REQUIREMENT: Copy the lines below from the line containing "Q: For the asphalt" through the end of the lines, reproducing them without any change.

(Point-based annotation data)
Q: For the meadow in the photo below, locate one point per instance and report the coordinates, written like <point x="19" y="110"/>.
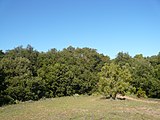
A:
<point x="82" y="108"/>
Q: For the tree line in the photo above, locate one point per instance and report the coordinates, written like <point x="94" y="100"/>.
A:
<point x="27" y="74"/>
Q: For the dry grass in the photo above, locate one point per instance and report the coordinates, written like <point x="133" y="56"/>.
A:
<point x="82" y="108"/>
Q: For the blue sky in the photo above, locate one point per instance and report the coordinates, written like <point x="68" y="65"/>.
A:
<point x="110" y="26"/>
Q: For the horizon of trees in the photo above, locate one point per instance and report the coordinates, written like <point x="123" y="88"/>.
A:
<point x="27" y="74"/>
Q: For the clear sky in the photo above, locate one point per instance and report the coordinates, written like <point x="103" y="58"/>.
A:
<point x="110" y="26"/>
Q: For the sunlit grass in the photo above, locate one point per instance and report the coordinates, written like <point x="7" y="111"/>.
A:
<point x="81" y="108"/>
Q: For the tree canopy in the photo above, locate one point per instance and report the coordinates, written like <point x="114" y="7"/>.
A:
<point x="27" y="74"/>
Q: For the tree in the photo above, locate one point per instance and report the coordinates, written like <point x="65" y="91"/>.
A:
<point x="114" y="80"/>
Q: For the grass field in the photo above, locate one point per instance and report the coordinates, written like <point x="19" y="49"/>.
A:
<point x="82" y="108"/>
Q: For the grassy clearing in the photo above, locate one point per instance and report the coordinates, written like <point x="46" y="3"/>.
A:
<point x="81" y="108"/>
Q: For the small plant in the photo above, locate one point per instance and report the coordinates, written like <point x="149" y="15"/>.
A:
<point x="141" y="93"/>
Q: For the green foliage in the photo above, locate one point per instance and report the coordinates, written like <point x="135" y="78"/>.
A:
<point x="141" y="93"/>
<point x="114" y="80"/>
<point x="26" y="74"/>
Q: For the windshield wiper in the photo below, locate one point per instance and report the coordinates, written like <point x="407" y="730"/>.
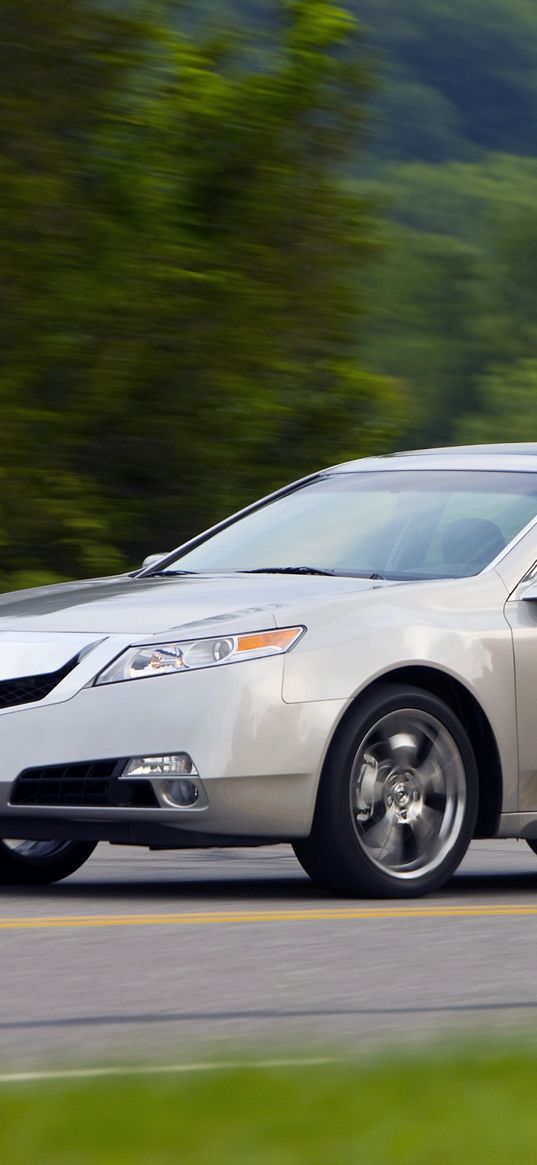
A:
<point x="313" y="570"/>
<point x="288" y="570"/>
<point x="167" y="574"/>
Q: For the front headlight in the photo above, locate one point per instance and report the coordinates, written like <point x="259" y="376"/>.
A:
<point x="169" y="658"/>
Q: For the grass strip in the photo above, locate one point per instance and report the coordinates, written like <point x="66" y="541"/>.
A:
<point x="475" y="1106"/>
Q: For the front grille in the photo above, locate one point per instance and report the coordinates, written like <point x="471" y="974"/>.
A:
<point x="92" y="784"/>
<point x="28" y="689"/>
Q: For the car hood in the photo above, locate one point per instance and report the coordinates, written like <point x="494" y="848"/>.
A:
<point x="149" y="606"/>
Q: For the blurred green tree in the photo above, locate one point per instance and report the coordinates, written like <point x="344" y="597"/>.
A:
<point x="181" y="310"/>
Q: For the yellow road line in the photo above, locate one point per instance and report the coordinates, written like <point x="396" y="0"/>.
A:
<point x="230" y="917"/>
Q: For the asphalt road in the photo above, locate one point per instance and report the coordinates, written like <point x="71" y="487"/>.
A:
<point x="171" y="958"/>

REPLY TO THE EXERCISE:
Q: For the asphalt road in the photo above, locate one point per instance and report the coordinates, written like <point x="71" y="487"/>.
A:
<point x="171" y="958"/>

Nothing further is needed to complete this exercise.